◆ MATERIAL SUPPLIED ◆
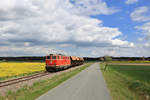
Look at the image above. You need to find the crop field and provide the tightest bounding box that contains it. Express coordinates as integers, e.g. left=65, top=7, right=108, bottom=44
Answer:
left=109, top=60, right=150, bottom=64
left=110, top=65, right=150, bottom=83
left=101, top=63, right=150, bottom=100
left=0, top=62, right=45, bottom=79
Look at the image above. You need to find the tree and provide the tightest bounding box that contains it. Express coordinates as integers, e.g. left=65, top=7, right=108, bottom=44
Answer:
left=104, top=55, right=112, bottom=71
left=99, top=57, right=104, bottom=62
left=142, top=56, right=145, bottom=61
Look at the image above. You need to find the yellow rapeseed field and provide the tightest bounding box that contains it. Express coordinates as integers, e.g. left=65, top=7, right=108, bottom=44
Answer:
left=0, top=62, right=45, bottom=78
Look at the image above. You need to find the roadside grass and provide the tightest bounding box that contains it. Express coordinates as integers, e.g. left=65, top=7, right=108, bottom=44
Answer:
left=0, top=63, right=92, bottom=100
left=100, top=63, right=150, bottom=100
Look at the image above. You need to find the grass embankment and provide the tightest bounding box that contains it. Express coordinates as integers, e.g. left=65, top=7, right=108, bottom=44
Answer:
left=0, top=63, right=92, bottom=100
left=100, top=62, right=150, bottom=100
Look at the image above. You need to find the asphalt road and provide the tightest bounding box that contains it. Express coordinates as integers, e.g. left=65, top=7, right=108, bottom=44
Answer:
left=36, top=63, right=112, bottom=100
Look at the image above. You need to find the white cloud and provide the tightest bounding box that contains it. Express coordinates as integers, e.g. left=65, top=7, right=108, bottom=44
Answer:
left=75, top=44, right=150, bottom=57
left=125, top=0, right=138, bottom=5
left=136, top=21, right=150, bottom=42
left=145, top=43, right=150, bottom=47
left=0, top=0, right=133, bottom=57
left=111, top=39, right=135, bottom=47
left=130, top=6, right=150, bottom=22
left=136, top=22, right=150, bottom=35
left=67, top=0, right=120, bottom=16
left=132, top=6, right=150, bottom=42
left=131, top=6, right=150, bottom=55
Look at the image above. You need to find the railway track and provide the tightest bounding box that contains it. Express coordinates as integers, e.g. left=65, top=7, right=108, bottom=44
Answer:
left=0, top=72, right=50, bottom=88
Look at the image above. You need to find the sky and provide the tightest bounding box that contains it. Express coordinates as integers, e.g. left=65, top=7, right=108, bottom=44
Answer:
left=0, top=0, right=150, bottom=57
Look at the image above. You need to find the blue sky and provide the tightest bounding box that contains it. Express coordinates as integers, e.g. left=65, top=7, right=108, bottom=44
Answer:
left=92, top=0, right=150, bottom=42
left=0, top=0, right=150, bottom=57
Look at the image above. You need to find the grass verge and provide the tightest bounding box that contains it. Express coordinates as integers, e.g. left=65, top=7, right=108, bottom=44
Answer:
left=0, top=63, right=92, bottom=100
left=100, top=62, right=150, bottom=100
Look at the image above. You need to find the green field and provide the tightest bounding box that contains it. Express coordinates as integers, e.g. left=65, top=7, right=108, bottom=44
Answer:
left=110, top=65, right=150, bottom=83
left=109, top=60, right=150, bottom=63
left=101, top=63, right=150, bottom=100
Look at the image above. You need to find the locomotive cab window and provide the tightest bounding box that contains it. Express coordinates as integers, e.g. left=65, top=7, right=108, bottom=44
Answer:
left=47, top=56, right=50, bottom=59
left=52, top=56, right=56, bottom=59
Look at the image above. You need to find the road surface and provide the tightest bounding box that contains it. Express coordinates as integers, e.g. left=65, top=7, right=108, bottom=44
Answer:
left=36, top=63, right=112, bottom=100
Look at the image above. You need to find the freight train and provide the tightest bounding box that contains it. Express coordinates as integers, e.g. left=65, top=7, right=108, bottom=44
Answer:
left=45, top=54, right=84, bottom=72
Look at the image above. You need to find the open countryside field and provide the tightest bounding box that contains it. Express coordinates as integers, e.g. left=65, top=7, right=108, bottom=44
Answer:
left=101, top=63, right=150, bottom=100
left=109, top=60, right=150, bottom=64
left=0, top=62, right=45, bottom=80
left=110, top=65, right=150, bottom=83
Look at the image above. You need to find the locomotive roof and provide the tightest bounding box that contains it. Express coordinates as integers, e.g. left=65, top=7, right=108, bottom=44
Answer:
left=49, top=54, right=68, bottom=56
left=48, top=54, right=84, bottom=60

◆ THE TASK ◆
Without the pictures, write out every line above exactly as it appears.

◆ SOLUTION TO THIS PROBLEM ◆
Look at the image above. You need to find the crop field and provide the tightest bounding box that contains it. Express coordinates as integers, e.g. left=65, top=7, right=108, bottom=44
Answer:
left=109, top=60, right=150, bottom=64
left=110, top=65, right=150, bottom=83
left=101, top=63, right=150, bottom=100
left=0, top=62, right=45, bottom=79
Look at the image above. You need to find the tree and provide the tightest bounding box that contains it. Express coordinates as integers, e.g. left=65, top=7, right=108, bottom=44
Answer:
left=104, top=55, right=112, bottom=71
left=99, top=57, right=104, bottom=62
left=142, top=56, right=145, bottom=61
Look at the image above. You need to find the yellow rapeseed field and provide the tightest bounding box that contains it. Express coordinates as integers, e.g. left=65, top=7, right=108, bottom=44
Answer:
left=0, top=62, right=45, bottom=78
Look at the image above. You need to find the roadside grass and provide the tightest bounding box that contains it. Express coordinates as integers, e.g. left=65, top=7, right=108, bottom=44
Answer:
left=0, top=63, right=92, bottom=100
left=100, top=63, right=150, bottom=100
Look at the image above. You need to find the grass embankment and provide the tightest bounding box that contains it. Express coordinates as integers, e.g. left=65, top=7, right=108, bottom=44
Answer:
left=0, top=63, right=92, bottom=100
left=100, top=62, right=150, bottom=100
Look at the image above. You need to find the asphalt road and provide the tightest bounding box that contains it. Express coordinates as integers, e.g. left=65, top=7, right=108, bottom=44
Answer:
left=36, top=63, right=112, bottom=100
Look at the image above. You need to find the white cloud and provide the tightest bounding box that contains it. Express coordinates as integers, e.g. left=65, top=7, right=108, bottom=44
Answer:
left=75, top=44, right=150, bottom=57
left=125, top=0, right=138, bottom=5
left=136, top=21, right=150, bottom=42
left=145, top=43, right=150, bottom=47
left=0, top=0, right=133, bottom=57
left=111, top=39, right=135, bottom=47
left=130, top=6, right=150, bottom=22
left=136, top=22, right=150, bottom=35
left=67, top=0, right=120, bottom=16
left=132, top=6, right=150, bottom=42
left=131, top=6, right=150, bottom=55
Look at the image above. You need to find the railway track and provide the tightest bounding box that contains it. Express coordinates as integers, e.g. left=65, top=7, right=108, bottom=44
Answer:
left=0, top=72, right=50, bottom=88
Look at the image above. You need to find the sky and provide the tightest bounding box that contains it. Express coordinates as integers, e.g. left=65, top=7, right=108, bottom=44
Answer:
left=0, top=0, right=150, bottom=57
Look at the image above. You need to find the blue sky and provide the tightest bounding box that contains it. Express coordinates as integers, e.g. left=65, top=7, right=108, bottom=44
Answer:
left=92, top=0, right=150, bottom=42
left=0, top=0, right=150, bottom=57
Look at the image above. You need to find the grass verge and provide the tightest bounding box that contains it. Express coordinates as integers, e.g. left=65, top=7, right=108, bottom=44
Answer:
left=0, top=63, right=92, bottom=100
left=100, top=62, right=150, bottom=100
Look at the image above. You need to find the green field and provide the tightest bounding box that contains it. Express coordinates as integers, e.g. left=65, top=7, right=108, bottom=44
Answer:
left=110, top=65, right=150, bottom=83
left=109, top=60, right=150, bottom=63
left=101, top=63, right=150, bottom=100
Look at the image above. You need to find the locomotive cab window and provide the tightest bounding box that contains it. Express coordinates as integers, e.g. left=65, top=7, right=108, bottom=44
Answer:
left=47, top=56, right=50, bottom=59
left=52, top=56, right=56, bottom=59
Look at the image above. You need to find the road surface and provide the tightest bounding box that contains it. Express coordinates as integers, e.g. left=65, top=7, right=108, bottom=44
Answer:
left=36, top=63, right=112, bottom=100
Look at the image above. You need to find the freight train and provide the tightest bounding box that contains it. Express coordinates as integers, e.g. left=65, top=7, right=108, bottom=44
Answer:
left=45, top=54, right=84, bottom=72
Look at the image above. You need to find the open countryside field and provide the tightest bounding box that contains it. Express coordinates as integers, e.g. left=65, top=7, right=108, bottom=44
Answer:
left=101, top=63, right=150, bottom=100
left=109, top=60, right=150, bottom=64
left=0, top=62, right=45, bottom=80
left=110, top=65, right=150, bottom=83
Look at the image above. You need to find the locomotive roof and provide the tightest bounding box that contains it. Express coordinates as integers, e.g. left=65, top=7, right=108, bottom=44
Answer:
left=49, top=54, right=68, bottom=56
left=48, top=54, right=84, bottom=60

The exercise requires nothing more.